[Supplied data]

--

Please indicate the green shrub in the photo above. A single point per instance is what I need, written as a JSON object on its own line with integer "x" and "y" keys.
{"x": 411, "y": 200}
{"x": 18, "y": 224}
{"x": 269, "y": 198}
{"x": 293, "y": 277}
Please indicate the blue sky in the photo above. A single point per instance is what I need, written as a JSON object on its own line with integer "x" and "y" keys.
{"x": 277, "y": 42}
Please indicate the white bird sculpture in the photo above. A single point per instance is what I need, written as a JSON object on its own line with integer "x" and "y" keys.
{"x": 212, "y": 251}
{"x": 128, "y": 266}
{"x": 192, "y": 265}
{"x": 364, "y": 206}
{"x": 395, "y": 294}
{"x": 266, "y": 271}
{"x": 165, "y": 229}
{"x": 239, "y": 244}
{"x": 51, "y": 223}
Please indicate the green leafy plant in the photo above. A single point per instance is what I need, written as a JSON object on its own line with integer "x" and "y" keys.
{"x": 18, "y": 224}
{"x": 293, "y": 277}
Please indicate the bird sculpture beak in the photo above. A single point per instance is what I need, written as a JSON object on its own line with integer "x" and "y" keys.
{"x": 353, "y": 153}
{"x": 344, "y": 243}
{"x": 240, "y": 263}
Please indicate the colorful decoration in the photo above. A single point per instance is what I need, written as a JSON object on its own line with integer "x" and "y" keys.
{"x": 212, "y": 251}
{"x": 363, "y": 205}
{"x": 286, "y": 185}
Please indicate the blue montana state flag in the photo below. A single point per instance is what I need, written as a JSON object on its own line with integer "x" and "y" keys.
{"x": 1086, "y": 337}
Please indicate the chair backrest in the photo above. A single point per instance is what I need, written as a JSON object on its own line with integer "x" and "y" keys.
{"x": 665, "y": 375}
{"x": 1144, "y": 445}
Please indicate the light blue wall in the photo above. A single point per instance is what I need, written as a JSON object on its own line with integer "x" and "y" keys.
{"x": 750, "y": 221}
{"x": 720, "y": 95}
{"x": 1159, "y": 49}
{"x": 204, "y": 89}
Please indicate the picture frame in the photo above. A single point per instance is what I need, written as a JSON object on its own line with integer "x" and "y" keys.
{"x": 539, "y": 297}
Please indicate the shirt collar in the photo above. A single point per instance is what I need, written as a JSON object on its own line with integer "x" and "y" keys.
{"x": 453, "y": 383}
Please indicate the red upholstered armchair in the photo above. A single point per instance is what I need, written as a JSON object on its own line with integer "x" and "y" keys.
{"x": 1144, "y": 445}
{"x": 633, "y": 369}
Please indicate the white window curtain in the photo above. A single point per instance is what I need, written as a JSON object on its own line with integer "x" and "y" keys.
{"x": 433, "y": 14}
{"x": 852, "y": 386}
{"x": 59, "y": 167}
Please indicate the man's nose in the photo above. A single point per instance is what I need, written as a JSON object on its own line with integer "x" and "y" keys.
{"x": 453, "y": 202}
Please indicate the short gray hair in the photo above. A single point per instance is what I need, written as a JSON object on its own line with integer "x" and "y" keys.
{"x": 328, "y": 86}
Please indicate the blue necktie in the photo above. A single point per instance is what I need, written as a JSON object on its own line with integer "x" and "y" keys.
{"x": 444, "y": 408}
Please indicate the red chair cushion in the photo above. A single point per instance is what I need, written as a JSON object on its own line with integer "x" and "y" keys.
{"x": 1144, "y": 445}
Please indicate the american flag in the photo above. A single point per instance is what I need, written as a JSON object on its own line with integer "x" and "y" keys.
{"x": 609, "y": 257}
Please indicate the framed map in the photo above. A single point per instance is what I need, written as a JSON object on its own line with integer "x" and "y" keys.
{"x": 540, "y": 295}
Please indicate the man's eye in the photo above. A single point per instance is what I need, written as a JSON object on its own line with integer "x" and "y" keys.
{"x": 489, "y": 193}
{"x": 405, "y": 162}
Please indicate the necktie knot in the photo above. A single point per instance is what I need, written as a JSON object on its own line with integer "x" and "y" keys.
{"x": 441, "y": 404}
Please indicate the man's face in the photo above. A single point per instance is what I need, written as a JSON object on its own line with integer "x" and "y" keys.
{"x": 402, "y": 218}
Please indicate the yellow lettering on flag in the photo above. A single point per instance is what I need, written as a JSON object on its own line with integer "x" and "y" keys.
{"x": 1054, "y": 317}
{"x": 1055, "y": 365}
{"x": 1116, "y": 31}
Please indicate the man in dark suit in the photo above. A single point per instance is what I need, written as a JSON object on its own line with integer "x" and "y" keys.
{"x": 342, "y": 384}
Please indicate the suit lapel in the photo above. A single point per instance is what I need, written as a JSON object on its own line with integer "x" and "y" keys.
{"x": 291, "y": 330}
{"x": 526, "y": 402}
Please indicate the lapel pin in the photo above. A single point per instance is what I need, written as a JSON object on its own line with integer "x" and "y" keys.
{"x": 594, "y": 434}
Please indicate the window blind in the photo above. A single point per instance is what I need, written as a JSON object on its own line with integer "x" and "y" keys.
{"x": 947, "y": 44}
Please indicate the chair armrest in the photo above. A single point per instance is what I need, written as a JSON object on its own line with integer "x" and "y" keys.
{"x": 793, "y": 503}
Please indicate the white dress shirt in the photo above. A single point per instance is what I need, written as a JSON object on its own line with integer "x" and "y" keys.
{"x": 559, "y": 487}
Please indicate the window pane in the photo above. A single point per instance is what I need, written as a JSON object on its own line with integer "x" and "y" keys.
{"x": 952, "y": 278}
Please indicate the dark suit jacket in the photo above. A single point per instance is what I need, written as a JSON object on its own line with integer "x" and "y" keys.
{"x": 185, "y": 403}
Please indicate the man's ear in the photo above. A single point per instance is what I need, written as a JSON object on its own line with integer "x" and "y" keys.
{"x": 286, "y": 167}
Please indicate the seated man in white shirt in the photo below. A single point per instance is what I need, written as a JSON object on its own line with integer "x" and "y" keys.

--

[What to produce] Arrange every line of the listing above as a Markdown table with the columns "Row" and "Line," numbering the rows in order and leaving out blank lines.

[Finished answer]
| Row | Line |
|---|---|
| 1 | Please indicate the green shrub in the photo above. A single point per instance is what I need, written as a JSON object on its own line with integer "x" and "y" keys. |
| 2 | {"x": 411, "y": 200} |
| 3 | {"x": 18, "y": 224} |
| 4 | {"x": 269, "y": 198} |
| 5 | {"x": 293, "y": 277} |
| 6 | Please indicate the blue sky in the photo above. A single point per instance is what I need, written as a JSON object on its own line with integer "x" and "y" keys. |
| 7 | {"x": 277, "y": 42} |
| 8 | Please indicate the white bird sculpture in the photo above. A single point per instance is what I need, written as a JSON object on its own line with integer "x" and "y" keys. |
| 9 | {"x": 212, "y": 251} |
| 10 | {"x": 128, "y": 266} |
| 11 | {"x": 192, "y": 265} |
| 12 | {"x": 364, "y": 206} |
| 13 | {"x": 395, "y": 294} |
| 14 | {"x": 266, "y": 271} |
| 15 | {"x": 165, "y": 229} |
| 16 | {"x": 239, "y": 244} |
| 17 | {"x": 51, "y": 223} |
| 18 | Please indicate the green leafy plant in the photo above. A single point per instance is what I need, written as a JSON object on its own line with integer "x" and "y" keys. |
| 19 | {"x": 18, "y": 224} |
| 20 | {"x": 293, "y": 277} |
| 21 | Please indicate the bird sculpture beak in the photo above. A single point per instance is what I need, written as a JSON object on its own line with integer "x" and "y" keys. |
| 22 | {"x": 353, "y": 153} |
| 23 | {"x": 344, "y": 243} |
| 24 | {"x": 240, "y": 263} |
| 25 | Please indicate the colorful decoration in the photo above. A single point per instance is what I need, written as a JSON object on its own line with integer "x" and "y" keys. |
| 26 | {"x": 212, "y": 251} |
| 27 | {"x": 363, "y": 205} |
| 28 | {"x": 286, "y": 185} |
| 29 | Please indicate the blue montana state flag in the photo below. A single point per instance is what I need, written as a JSON object on its own line with integer "x" and "y" keys. |
| 30 | {"x": 1086, "y": 337} |
| 31 | Please indicate the chair backrest in the photo above. A single point per instance is what I need, written as a JSON object on its own line with integer "x" and "y" keys. |
| 32 | {"x": 665, "y": 375} |
| 33 | {"x": 1144, "y": 445} |
| 34 | Please indicate the light blue wall in the photo above. A single point per instance is what I need, written as a JSON object on its own line with integer "x" and "y" keys. |
| 35 | {"x": 750, "y": 221} |
| 36 | {"x": 720, "y": 95} |
| 37 | {"x": 1159, "y": 49} |
| 38 | {"x": 204, "y": 89} |
| 39 | Please indicate the picture frame in the photo above. A single point per instance is what I need, written as a JSON object on its own line with integer "x" and "y" keys. |
| 40 | {"x": 539, "y": 297} |
| 41 | Please indicate the shirt collar in the photo above. A single point per instance is what I need, written as a JSON object on its own line with integer "x" and "y" keys. |
| 42 | {"x": 453, "y": 383} |
| 43 | Please indicate the red upholstered armchair in the photo above. A single point per instance is what I need, written as a JSON object on its own line with integer "x" and "y" keys. |
| 44 | {"x": 1144, "y": 445} |
| 45 | {"x": 633, "y": 369} |
| 46 | Please indicate the white window curtain in the photo above. A single point per instance is what I need, written as a JSON object on its own line with integer "x" and "y" keys. |
| 47 | {"x": 433, "y": 14} |
| 48 | {"x": 852, "y": 386} |
| 49 | {"x": 59, "y": 167} |
| 50 | Please indicate the man's nose in the photo above. A single point per instance is what I need, written as a JSON object on its own line with integer "x" and "y" keys. |
| 51 | {"x": 453, "y": 202} |
| 52 | Please indicate the short gray hair in the photo above. A single point per instance is what I need, written as a JSON object on its own line with integer "x" and "y" keys. |
| 53 | {"x": 328, "y": 86} |
| 54 | Please indicate the blue necktie in the photo above. A single point per instance is what I need, written as a JSON object on its own line with integer "x" and "y" keys. |
| 55 | {"x": 444, "y": 408} |
| 56 | Please indicate the red chair cushion in the photo above. A single point per instance is what I need, written as a JSON object on its own line with integer "x" and "y" keys. |
| 57 | {"x": 1144, "y": 445} |
| 58 | Please indicate the american flag in the photo above. A single point per instance is what I need, written as a JSON object on its own line with integer "x" and "y" keys. |
| 59 | {"x": 609, "y": 257} |
| 60 | Please indicate the framed map in the photo above. A single point per instance is what I need, written as a JSON object on its own line with integer "x" and "y" keys. |
| 61 | {"x": 540, "y": 295} |
| 62 | Please indicate the man's eye in the photo above. A single point per instance is what I need, written as a JSON object on its own line with integer "x" and "y" keys. |
| 63 | {"x": 489, "y": 193} |
| 64 | {"x": 405, "y": 162} |
| 65 | Please indicate the necktie knot in the photo above. A single point per instance is what I need, written as a JSON object on its own line with integer "x" and "y" keys. |
| 66 | {"x": 441, "y": 404} |
| 67 | Please indicate the man's face in the photo above. A single point per instance is what I need, written as a JSON object on its own line with integer "x" and "y" keys. |
| 68 | {"x": 402, "y": 218} |
| 69 | Please indicate the yellow lettering on flag in the photo above. A single point per instance is what I need, written as a JSON object on its own line with integer "x" and "y" keys. |
| 70 | {"x": 1054, "y": 317} |
| 71 | {"x": 1055, "y": 365} |
| 72 | {"x": 1116, "y": 31} |
| 73 | Please indicate the man in dark suit in the photo above. A single point per instance is what I need, written as a JSON object on its own line with integer "x" and "y" keys. |
| 74 | {"x": 342, "y": 384} |
| 75 | Please indicate the suit lapel in the photo above. A single point per instance is what I need, written as a JSON object on its own line with integer "x" and "y" keys. |
| 76 | {"x": 291, "y": 330} |
| 77 | {"x": 526, "y": 402} |
| 78 | Please indicate the lapel pin in the photo above. A single point per instance is what I need, written as a JSON object on its own line with integer "x" and "y" keys. |
| 79 | {"x": 594, "y": 434} |
| 80 | Please indicate the window blind in the photo above. A single point per instance is what I need, written as a JSON object on its own line with integer "x" and "y" keys. |
| 81 | {"x": 947, "y": 44} |
| 82 | Please indicate the chair armrest in the photo above. A single point per instance is what I need, written as a JSON object on its own line with integer "x" and "y" keys. |
| 83 | {"x": 793, "y": 503} |
| 84 | Please indicate the white dress shirt in the photo above. A single point per instance is what I need, written as a JSON object on its own line with integer "x" and "y" keys. |
| 85 | {"x": 559, "y": 487} |
| 86 | Please indicate the window pane in the photo above. A single point per instance is what I need, written as a JSON object on its own line with integer "x" and "y" keys. |
| 87 | {"x": 952, "y": 278} |
| 88 | Please indicate the dark suit jacket in the photo above. A single point per instance is what I need, written as a JSON object on its own line with integer "x" and "y" keys. |
| 89 | {"x": 185, "y": 403} |
| 90 | Please indicate the man's ear in the photo above. A single point per instance is what I need, written as a JSON object on its own line with integer "x" and "y" keys. |
| 91 | {"x": 286, "y": 167} |
| 92 | Please indicate the seated man in white shirt in the photo below. A single point per instance is what I need, written as a JSON object on its own line with integer "x" and "y" keys. |